⟨

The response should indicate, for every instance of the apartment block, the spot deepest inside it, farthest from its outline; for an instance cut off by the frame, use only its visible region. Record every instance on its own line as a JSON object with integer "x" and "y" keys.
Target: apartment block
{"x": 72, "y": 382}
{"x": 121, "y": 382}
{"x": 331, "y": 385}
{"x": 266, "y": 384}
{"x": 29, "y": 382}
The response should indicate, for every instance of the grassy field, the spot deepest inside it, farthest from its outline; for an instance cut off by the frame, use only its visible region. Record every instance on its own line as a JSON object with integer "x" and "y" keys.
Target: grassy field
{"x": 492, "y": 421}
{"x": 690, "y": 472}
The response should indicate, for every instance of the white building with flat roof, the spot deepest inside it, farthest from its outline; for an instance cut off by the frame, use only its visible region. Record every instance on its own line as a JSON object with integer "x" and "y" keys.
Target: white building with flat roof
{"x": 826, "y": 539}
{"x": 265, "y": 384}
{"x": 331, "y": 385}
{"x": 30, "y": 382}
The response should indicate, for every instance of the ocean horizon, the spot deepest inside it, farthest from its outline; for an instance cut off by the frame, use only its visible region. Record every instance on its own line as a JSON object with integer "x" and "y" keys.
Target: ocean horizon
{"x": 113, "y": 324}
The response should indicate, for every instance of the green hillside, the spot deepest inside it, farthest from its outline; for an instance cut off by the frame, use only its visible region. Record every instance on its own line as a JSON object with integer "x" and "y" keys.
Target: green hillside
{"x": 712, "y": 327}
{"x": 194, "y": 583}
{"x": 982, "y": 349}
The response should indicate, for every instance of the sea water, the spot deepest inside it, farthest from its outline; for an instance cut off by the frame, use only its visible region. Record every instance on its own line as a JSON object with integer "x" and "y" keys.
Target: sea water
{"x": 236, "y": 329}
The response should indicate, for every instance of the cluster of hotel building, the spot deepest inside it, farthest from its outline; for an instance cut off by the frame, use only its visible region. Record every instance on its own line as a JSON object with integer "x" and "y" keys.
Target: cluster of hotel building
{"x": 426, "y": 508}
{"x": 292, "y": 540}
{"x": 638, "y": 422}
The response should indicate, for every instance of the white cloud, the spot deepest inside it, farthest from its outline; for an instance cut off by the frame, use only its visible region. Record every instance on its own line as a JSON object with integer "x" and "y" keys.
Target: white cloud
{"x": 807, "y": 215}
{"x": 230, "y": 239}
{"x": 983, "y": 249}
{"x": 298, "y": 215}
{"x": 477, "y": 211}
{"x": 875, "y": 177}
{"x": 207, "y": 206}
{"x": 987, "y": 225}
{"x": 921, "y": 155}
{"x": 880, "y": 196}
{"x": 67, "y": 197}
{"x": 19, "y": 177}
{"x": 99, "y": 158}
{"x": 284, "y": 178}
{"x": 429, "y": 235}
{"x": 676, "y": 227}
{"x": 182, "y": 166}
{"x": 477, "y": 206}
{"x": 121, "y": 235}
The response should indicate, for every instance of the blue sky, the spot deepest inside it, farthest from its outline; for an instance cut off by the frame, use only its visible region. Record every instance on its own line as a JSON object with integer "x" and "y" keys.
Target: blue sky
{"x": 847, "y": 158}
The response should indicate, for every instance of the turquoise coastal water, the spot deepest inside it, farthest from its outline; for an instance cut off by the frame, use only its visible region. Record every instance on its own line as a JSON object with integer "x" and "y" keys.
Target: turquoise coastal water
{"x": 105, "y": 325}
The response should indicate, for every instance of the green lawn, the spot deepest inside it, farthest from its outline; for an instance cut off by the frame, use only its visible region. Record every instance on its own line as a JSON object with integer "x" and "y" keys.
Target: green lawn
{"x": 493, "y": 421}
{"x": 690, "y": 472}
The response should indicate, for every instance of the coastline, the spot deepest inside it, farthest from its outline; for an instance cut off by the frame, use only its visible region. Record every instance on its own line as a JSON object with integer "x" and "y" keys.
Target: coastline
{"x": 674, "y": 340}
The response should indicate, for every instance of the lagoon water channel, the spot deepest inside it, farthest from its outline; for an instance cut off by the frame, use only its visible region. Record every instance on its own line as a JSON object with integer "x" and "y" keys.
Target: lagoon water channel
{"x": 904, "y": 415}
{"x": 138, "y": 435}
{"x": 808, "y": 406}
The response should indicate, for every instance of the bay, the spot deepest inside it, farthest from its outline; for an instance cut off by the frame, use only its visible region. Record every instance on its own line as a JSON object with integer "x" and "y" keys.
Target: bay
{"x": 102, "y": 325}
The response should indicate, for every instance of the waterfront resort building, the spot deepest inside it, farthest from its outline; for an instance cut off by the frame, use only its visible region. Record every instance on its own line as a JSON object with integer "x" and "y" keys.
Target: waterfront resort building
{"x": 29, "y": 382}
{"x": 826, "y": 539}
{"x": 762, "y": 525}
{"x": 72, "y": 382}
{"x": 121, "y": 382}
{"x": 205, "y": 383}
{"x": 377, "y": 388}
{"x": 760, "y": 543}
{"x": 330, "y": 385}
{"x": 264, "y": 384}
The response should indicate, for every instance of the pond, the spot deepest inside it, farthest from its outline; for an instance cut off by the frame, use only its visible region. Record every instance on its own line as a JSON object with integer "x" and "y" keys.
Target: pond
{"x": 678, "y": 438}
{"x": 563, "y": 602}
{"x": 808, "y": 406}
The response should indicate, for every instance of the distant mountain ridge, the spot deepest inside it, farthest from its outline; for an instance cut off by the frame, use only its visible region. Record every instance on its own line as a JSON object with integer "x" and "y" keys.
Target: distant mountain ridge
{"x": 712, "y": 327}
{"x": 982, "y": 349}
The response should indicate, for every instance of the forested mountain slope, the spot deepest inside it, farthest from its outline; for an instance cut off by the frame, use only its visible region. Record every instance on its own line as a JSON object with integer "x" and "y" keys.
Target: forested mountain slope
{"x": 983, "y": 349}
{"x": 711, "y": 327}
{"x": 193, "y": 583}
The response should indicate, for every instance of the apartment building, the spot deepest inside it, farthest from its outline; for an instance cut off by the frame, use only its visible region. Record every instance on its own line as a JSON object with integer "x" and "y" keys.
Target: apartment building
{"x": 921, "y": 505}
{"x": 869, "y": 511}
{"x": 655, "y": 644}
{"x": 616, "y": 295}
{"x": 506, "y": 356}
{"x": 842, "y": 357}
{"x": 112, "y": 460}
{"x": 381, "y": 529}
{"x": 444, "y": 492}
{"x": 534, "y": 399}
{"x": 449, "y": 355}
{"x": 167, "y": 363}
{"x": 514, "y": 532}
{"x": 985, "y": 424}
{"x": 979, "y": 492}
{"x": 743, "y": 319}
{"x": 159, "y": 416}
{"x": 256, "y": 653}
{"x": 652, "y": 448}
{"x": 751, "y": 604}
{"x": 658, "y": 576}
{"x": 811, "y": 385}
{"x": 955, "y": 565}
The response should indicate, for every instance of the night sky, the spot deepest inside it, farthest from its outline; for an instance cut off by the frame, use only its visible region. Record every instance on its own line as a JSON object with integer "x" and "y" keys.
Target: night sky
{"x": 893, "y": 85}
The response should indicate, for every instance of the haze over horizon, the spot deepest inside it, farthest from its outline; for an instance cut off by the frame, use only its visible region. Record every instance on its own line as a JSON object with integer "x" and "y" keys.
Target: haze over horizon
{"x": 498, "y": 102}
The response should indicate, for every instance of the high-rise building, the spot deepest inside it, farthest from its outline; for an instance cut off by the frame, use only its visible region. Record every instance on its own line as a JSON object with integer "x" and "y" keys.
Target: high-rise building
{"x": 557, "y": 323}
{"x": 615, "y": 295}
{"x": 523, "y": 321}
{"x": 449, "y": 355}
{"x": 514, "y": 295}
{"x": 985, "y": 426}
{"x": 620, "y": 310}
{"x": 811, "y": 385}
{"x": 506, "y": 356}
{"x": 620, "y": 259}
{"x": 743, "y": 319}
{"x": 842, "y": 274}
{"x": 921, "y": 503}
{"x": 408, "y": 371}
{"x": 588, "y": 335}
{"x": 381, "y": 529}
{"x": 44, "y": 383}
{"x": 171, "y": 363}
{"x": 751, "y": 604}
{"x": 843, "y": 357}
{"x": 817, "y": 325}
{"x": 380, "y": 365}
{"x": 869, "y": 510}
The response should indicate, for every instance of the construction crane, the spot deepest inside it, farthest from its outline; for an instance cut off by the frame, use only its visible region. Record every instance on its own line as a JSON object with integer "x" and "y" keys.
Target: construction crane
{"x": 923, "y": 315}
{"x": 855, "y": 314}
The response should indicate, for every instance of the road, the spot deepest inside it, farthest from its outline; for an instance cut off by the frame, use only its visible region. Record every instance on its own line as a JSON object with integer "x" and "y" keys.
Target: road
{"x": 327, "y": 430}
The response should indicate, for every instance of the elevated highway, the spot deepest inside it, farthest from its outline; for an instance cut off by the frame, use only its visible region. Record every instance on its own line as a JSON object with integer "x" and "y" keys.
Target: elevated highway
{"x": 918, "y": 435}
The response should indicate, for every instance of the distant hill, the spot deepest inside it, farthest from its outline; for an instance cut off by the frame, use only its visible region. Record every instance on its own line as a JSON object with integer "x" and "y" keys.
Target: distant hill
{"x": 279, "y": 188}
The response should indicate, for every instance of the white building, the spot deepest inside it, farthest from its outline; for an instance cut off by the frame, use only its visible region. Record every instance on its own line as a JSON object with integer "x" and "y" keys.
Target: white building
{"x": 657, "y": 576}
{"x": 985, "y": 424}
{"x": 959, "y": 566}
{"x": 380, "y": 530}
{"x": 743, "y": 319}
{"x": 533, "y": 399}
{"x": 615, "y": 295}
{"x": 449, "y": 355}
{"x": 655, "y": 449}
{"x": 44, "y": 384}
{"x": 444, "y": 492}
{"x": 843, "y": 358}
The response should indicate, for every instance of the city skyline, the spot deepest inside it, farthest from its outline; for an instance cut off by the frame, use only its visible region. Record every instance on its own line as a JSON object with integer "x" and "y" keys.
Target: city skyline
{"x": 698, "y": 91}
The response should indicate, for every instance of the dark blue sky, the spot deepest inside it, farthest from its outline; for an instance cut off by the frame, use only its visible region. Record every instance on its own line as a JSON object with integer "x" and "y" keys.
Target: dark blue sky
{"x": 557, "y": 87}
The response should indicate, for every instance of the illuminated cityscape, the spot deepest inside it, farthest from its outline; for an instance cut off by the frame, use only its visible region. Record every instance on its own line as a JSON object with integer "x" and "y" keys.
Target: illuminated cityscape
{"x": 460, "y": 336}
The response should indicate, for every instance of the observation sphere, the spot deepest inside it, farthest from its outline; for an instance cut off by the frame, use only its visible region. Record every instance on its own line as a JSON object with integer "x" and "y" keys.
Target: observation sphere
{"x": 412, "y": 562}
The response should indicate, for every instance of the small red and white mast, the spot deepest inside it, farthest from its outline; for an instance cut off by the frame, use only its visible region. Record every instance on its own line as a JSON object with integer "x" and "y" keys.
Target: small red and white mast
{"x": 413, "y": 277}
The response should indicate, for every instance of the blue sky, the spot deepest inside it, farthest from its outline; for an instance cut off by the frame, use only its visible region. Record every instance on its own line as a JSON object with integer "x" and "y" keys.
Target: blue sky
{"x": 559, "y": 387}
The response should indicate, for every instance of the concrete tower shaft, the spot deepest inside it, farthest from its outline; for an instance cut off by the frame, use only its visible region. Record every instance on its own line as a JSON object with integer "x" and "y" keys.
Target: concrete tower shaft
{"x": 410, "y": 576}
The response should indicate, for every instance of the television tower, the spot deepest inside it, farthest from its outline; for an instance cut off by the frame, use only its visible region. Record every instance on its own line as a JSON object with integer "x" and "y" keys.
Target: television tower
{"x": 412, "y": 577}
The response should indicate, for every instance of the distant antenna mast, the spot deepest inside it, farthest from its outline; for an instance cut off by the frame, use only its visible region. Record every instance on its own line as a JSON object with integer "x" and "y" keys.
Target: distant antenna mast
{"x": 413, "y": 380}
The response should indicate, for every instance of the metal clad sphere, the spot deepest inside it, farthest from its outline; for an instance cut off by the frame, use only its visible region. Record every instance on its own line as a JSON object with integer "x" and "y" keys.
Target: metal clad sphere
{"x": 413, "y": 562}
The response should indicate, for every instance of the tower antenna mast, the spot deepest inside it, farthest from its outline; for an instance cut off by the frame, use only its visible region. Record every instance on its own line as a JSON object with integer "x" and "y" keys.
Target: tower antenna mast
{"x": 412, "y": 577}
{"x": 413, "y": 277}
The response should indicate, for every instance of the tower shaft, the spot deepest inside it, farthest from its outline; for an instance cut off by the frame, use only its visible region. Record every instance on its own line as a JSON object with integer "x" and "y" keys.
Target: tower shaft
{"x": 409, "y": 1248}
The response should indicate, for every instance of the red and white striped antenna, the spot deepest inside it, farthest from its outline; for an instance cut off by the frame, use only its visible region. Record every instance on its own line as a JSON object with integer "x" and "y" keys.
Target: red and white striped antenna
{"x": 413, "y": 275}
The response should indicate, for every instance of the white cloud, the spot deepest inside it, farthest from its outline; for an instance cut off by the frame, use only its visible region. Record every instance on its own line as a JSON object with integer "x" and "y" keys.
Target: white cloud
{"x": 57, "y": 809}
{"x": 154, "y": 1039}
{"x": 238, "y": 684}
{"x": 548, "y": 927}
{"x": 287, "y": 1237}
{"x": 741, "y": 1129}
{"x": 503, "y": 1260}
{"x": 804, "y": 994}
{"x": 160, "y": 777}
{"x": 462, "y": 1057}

⟩

- [PROBLEM TO WORK ON]
Please restate, word for word, the lines of the entries that run from the first line through the one holding "flat roof, the", and add nothing.

- [RESPONSE AREA]
The response should indicate, for every instance of the apartment block, the spot deepest inside it, farthest from its outline; for an instance cut off by the frame, use only its visible region. Record every instance on its own line as a JSON object with integer "x" and "y" keys.
Target: apartment block
{"x": 72, "y": 382}
{"x": 121, "y": 382}
{"x": 331, "y": 385}
{"x": 266, "y": 384}
{"x": 29, "y": 382}
The response should indicate, for every instance of the grassy field, the spot deepest inside it, farthest from its outline; for an instance cut off by the frame, use only its visible region. Record every instance on its own line as a JSON object with integer "x" and "y" keys.
Target: grassy field
{"x": 492, "y": 421}
{"x": 690, "y": 472}
The response should indicate, for every instance of the white building with flat roof, the spot deepest inside it, farthest from its outline; for an instance cut off by the frame, use only its visible region. Record every instance on its own line as a JSON object with integer "x" and "y" keys.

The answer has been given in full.